* _EXTRAIT À LIRE_
################
Le métier d’Asset Manager serait-il aujourd’hui à la croisée des chemins ? Entre recherche de rentabilité et exigence des normes ESG, les attentes des investisseurs vont au-delà de la seule sécurisation financière. Dans un environnement économique et règlementaire complexe, les Asset Managers, doivent désormais faire face à des demandes particulières.Quelles sont ces demandes, comment y faire face ? Quelles perspectives pour le secteur en Europe et en Afrique ?
Pour en savoir plus, le Magazine BUSINESS AFRICA a recueilli l’avis d’un expert reconnu en la matière. Après avoir exercé en Afrique, Mohamed DIAW dirige aujourd’hui les Operations Asset Management de Crescendo Partners, un important multi-family Office basée à Genève en Suisse. INTERVIEW
Quel est aujourd’hui le quotidien d’un asset manager dans un pays comme la Suisse ?
Crescendo est avant tout un gestionnaire de fortune indépendant (Wealth Management).
################
* _SECTION DES DONNÉES_
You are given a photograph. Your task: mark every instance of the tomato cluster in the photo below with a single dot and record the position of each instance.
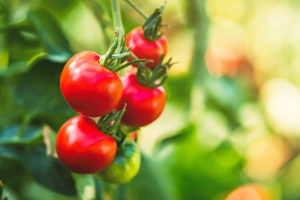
(107, 147)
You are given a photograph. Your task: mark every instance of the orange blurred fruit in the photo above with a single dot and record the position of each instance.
(248, 192)
(223, 61)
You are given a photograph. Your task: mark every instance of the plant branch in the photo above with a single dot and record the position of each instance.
(117, 21)
(137, 9)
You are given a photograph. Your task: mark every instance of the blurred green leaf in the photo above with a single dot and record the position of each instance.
(290, 181)
(51, 34)
(196, 172)
(148, 184)
(38, 92)
(47, 171)
(85, 186)
(31, 135)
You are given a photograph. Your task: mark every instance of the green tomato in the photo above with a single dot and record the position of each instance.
(125, 165)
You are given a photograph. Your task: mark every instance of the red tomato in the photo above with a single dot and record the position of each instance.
(133, 135)
(82, 147)
(88, 87)
(248, 192)
(144, 105)
(146, 49)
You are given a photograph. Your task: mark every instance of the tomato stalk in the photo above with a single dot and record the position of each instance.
(198, 71)
(117, 22)
(153, 78)
(140, 11)
(118, 53)
(153, 23)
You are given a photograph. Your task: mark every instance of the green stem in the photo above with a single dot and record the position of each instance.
(98, 12)
(198, 72)
(1, 189)
(117, 21)
(137, 9)
(25, 122)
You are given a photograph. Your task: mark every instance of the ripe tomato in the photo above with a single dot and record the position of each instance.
(146, 49)
(125, 165)
(248, 192)
(82, 147)
(88, 87)
(133, 135)
(144, 105)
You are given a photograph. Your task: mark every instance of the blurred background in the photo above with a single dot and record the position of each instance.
(233, 110)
################
* _TRAVAIL À FAIRE_
a) D'après l'extrait sur la gestion d'actifs, dans quelle ville se trouve Crescendo Partners ?
b) Résumez l'extrait sur la gestion d'actifs en deux phrases.
Ces entrées proviennent d'une autre source que l'extrait sur la gestion d'actifs.

* _RÉSULTATS_
a) À Genève, en Suisse.

b) Dans un environnement économique et réglementaire complexe, les Asset Managers doivent répondre à des attentes d'investisseurs qui, entre recherche de rentabilité et exigences ESG, vont au-delà de la seule sécurisation financière. Le magazine BUSINESS AFRICA interroge à ce sujet Mohamed DIAW, qui dirige les Operations Asset Management de Crescendo Partners, un multi-family office genevois présenté avant tout comme un gestionnaire de fortune indépendant.